* What the task requires
Copy the listing below, swapping every "emit a box" for "output a box" and keeping everything else the same.

______

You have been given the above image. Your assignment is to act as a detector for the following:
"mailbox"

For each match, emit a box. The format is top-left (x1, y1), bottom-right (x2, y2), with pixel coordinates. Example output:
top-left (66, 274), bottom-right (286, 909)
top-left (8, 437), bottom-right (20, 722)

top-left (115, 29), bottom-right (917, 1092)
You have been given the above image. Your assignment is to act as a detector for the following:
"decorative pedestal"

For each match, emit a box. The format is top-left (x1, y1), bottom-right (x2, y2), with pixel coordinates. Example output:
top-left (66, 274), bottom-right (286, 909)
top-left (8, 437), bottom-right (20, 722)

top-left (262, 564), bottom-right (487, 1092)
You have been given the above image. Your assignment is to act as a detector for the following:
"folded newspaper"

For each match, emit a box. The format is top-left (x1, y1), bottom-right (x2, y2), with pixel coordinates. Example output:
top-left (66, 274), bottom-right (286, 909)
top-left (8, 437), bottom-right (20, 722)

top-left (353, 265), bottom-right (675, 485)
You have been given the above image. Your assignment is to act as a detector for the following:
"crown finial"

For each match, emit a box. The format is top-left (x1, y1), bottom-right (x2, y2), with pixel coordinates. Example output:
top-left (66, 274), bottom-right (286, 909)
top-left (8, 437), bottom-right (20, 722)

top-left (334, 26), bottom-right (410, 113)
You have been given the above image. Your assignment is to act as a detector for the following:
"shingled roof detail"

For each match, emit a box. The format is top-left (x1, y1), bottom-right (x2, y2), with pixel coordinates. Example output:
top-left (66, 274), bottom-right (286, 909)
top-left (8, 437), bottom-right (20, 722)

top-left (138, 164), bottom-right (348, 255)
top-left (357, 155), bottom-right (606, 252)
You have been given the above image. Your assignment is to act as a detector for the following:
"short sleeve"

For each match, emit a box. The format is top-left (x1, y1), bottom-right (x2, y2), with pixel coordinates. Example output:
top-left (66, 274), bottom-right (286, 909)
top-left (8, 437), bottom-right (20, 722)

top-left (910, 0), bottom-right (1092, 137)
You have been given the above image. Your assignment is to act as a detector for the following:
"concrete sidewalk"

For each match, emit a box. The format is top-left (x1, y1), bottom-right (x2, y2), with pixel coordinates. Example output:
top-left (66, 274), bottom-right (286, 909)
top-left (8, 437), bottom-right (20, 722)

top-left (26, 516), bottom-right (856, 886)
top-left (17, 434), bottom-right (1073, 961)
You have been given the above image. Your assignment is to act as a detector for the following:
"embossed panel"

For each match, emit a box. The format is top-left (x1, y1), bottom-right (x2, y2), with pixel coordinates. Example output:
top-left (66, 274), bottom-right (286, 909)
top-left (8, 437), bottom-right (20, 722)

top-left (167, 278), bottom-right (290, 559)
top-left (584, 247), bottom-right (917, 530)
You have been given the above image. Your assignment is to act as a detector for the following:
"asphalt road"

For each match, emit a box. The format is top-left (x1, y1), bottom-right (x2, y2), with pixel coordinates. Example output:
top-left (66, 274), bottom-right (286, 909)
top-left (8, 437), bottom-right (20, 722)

______

* Written answer
You have been given the above image. Your assignment is to act as a detector for the following:
"mailbox"

For each match, output a box. The format is top-left (x1, y1), bottom-right (x2, y2), with pixel coordinates. Example output:
top-left (66, 274), bottom-right (286, 909)
top-left (8, 437), bottom-right (20, 722)

top-left (115, 29), bottom-right (917, 1092)
You have been given the above image. Your assignment is to act as a detector for the following:
"decorative pedestal"

For each match, output a box. The format is top-left (x1, y1), bottom-right (x2, y2), with pixel coordinates. Example output:
top-left (66, 274), bottom-right (286, 909)
top-left (8, 437), bottom-right (20, 722)

top-left (262, 564), bottom-right (487, 1092)
You have been given the above image. Your assignment is to act as a detector for the following:
"folded newspaper"

For each match, output a box. The format is top-left (x1, y1), bottom-right (x2, y2), with pixel coordinates. Example output:
top-left (66, 274), bottom-right (286, 909)
top-left (8, 437), bottom-right (20, 722)

top-left (353, 265), bottom-right (675, 485)
You have been given the above image. Your assignment is to act as a detector for the following:
"crown finial"

For each match, output a box. The format is top-left (x1, y1), bottom-right (x2, y2), with pixel coordinates. Example output:
top-left (66, 274), bottom-right (286, 909)
top-left (8, 437), bottom-right (20, 722)

top-left (334, 26), bottom-right (410, 113)
You have been given the above image. Your assignment is to act as a detector for the following:
"shingled roof detail"

For each match, output a box. The format is top-left (x1, y1), bottom-right (x2, y2), with pixel coordinates. Example output:
top-left (66, 274), bottom-right (286, 909)
top-left (8, 437), bottom-right (20, 722)

top-left (138, 164), bottom-right (348, 255)
top-left (357, 155), bottom-right (606, 252)
You have been given the above image. Your assignment is to act as a detector for the following:
"short sleeve"

For each match, output a box. The format is top-left (x1, y1), bottom-right (x2, y2), with pixel coordinates. Example output:
top-left (66, 274), bottom-right (286, 909)
top-left (8, 437), bottom-right (20, 722)

top-left (910, 0), bottom-right (1092, 137)
You have been given the above image. Your assignment is to act as a detector for the following:
"concrete sidewalk"

For each match, output a box. The format is top-left (x1, y1), bottom-right (x2, y2), with pixel coordinates. Example output:
top-left (66, 274), bottom-right (286, 909)
top-left (8, 437), bottom-right (20, 722)

top-left (26, 516), bottom-right (856, 886)
top-left (17, 434), bottom-right (1073, 961)
You have been given the above image. Your assignment is to act as a detector for the following:
"embossed panel"

For each match, output a box. The format is top-left (x1, y1), bottom-right (x2, y2), with pixel coordinates. Example output:
top-left (66, 274), bottom-right (286, 909)
top-left (8, 437), bottom-right (20, 722)

top-left (167, 278), bottom-right (290, 559)
top-left (584, 247), bottom-right (917, 530)
You have been given the above image. Your assignment is to act as a detector for the following:
"asphalt road"

For each match, output a box. The format is top-left (x1, y1), bottom-right (x2, y2), with pixel coordinates. Example output:
top-left (66, 274), bottom-right (286, 909)
top-left (8, 437), bottom-right (20, 722)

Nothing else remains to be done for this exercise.